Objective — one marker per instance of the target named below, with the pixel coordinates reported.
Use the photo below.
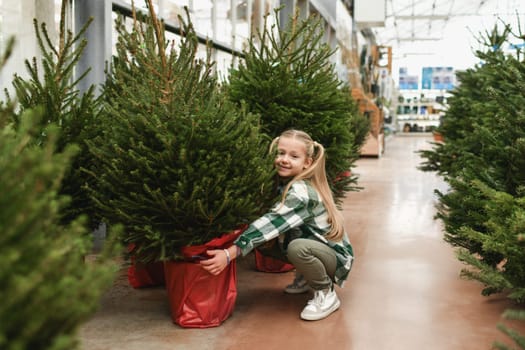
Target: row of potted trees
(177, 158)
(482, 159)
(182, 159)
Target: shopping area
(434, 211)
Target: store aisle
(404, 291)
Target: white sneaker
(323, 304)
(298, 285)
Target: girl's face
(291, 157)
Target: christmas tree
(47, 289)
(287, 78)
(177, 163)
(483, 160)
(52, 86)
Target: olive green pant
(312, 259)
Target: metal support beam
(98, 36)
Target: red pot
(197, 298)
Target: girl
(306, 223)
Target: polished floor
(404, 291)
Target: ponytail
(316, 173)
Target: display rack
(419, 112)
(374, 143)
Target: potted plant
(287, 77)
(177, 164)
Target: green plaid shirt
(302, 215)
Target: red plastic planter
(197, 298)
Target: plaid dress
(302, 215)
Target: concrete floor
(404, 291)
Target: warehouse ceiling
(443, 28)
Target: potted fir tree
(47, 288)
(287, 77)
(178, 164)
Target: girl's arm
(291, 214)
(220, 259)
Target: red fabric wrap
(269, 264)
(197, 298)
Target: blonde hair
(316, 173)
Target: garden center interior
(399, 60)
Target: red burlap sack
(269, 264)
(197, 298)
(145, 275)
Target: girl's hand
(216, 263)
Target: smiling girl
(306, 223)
○ ○ ○ ○ ○ ○ ○
### Work instruction
Among the lines above, return those that contain the string "below".

### Finished exercise
Objective — one marker per instance of the target named below, with the pixel coordinates reported.
Use the photo below.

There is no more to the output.